To implement a form of explainable AI, we demonstrated in the manuscript that the model could identify the most predictive cells or the cells carrying the strongest predictive signature and then show us where in the cell the model was focusing its attention (Figure 3). This allowed us to first verify the model was indeed using differences in the cell's morphological features to make its diagnosis, as well as highlight to us features that had not been previously described or appreciated in the literature for APL. While the dogma that is often taught in medical schools is that Auer rods are pathognomonic for APL (often tested on medical board exams) we found that these were not features the model had learned as being most predictive. What we noticed when looking at the most predictive cells and their corresponding attention maps, was that the model had learned how to correctly identify arrested myeloid blasts and could accurately quantify them in a given sample, leading to very accurate ability to diagnose APL: the more arrested cells in the promyelocyte stage in a given sample, the more likely that given individual had APL.
Finally, a part of the work that is not fully explored in the manuscript was a problem we had with samples being collected from very different time points and the corresponding batch effects that were introduced by different staining protocols and aging of the slides. Since APL is quite rare, when we collected samples for our training cohort, we had to go back over 20 years to collect more patients who had APL. What we did not realize when doing this is that since now there was an association of APL with age of the slide, we had unknowingly introduced an age-related association that the deep learning model could learn. Thankfully, to the use of our explainable AI method, we caught that the model was learning this age-confounded bias. We either had to remove almost a third of our APL's from our training cohort (already a small number) or figure out a way to encourage the model to ignore these age-associated features. With some time, we came up with a method (inspired by integrated gradients) that could encourage the model to "ignore" these batch staining artifacts. We took all the cells from APL/non-APL patients and applied a blurring operation and used these as a third group of samples (Fig. 4). Now, the model was trained to not only differentiate between APL/non-APL, but also to differentiate those two classes from our blurred out-group. In creating this out-group, the model was forced to learn the relevant morphological features of the cell as opposed to any staining associations within the data. This problem and how it was solved proved to be an excellent example of how explainable AI can improve the robustness of predictive models.
We think the future of this work is very exciting as we believe the applications of this approach can be applied broadly to any clinical scenario where a peripheral smear may be used for a diagnosis, especially in the area of liquid malignancies and in resource-poor settings where a virtual oncology physician-aid would be invaluable. We hope to expand these models to identify a broad variety of translocations to provide another tool for clinicians managing these patients as well as expand our understanding of the morphological changes of cells with these genetic alterations.
+ + + +
▶ **Questions on the material**
[1] In the passage about the APL diagnosis model, what operation was applied to the cells to create the third group of samples?
[2] Extract the stretch of the passage about the APL diagnosis model from "We think the" through "these genetic alterations.".
Nothing in the records is needed here.

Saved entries
+ + + +
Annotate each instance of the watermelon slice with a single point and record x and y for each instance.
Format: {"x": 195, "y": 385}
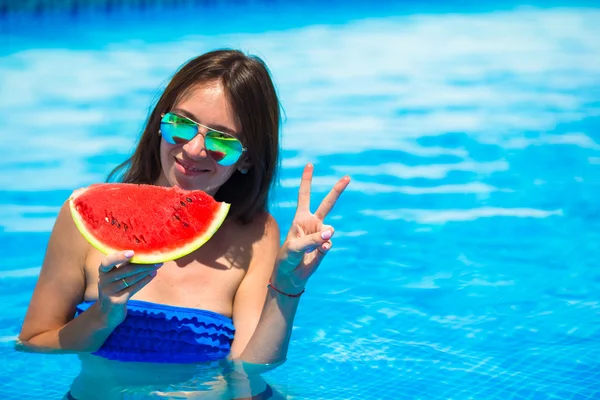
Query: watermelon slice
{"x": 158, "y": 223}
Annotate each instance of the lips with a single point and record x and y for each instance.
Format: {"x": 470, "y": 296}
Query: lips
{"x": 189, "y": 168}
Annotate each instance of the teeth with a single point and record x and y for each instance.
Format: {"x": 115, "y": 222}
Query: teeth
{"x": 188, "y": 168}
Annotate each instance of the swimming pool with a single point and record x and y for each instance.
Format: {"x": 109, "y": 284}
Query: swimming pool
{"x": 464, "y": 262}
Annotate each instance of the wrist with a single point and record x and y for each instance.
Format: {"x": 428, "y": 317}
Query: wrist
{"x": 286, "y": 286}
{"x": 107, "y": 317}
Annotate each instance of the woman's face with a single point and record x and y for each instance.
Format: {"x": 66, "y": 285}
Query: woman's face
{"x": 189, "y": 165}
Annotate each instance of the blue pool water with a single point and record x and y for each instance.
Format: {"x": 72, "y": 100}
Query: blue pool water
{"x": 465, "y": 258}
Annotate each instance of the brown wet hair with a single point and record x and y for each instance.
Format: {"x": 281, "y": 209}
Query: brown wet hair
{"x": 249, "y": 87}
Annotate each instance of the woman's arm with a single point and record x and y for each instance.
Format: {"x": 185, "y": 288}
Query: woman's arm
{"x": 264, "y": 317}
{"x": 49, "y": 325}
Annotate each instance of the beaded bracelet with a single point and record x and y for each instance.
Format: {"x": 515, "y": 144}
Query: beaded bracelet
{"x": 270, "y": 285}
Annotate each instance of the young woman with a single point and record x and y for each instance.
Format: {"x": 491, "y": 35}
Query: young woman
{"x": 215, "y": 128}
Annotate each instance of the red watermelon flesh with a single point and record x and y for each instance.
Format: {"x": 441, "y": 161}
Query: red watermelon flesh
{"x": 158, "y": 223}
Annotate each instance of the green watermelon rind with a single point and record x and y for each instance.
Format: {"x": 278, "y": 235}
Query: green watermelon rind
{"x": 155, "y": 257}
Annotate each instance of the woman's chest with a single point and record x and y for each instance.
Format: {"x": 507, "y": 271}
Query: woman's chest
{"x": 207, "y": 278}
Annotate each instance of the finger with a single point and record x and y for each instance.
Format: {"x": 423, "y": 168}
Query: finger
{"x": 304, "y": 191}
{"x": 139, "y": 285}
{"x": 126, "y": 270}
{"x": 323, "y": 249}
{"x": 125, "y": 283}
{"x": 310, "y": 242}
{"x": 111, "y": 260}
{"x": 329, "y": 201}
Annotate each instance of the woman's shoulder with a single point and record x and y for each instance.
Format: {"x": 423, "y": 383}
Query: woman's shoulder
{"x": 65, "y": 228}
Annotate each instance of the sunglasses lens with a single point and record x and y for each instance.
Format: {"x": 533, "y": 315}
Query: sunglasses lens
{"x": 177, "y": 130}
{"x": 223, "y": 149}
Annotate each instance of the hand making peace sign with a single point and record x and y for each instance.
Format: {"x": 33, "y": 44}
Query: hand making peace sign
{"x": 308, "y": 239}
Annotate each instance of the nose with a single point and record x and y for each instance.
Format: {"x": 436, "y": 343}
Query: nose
+ + + +
▶ **Task-by-task solutions**
[1] A blurring operation.

[2]
We think the future of this work is very exciting as we believe the applications of this approach can be applied broadly to any clinical scenario where a peripheral smear may be used for a diagnosis, especially in the area of liquid malignancies and in resource-poor settings where a virtual oncology physician-aid would be invaluable. We hope to expand these models to identify a broad variety of translocations to provide another tool for clinicians managing these patients as well as expand our understanding of the morphological changes of cells with these genetic alterations.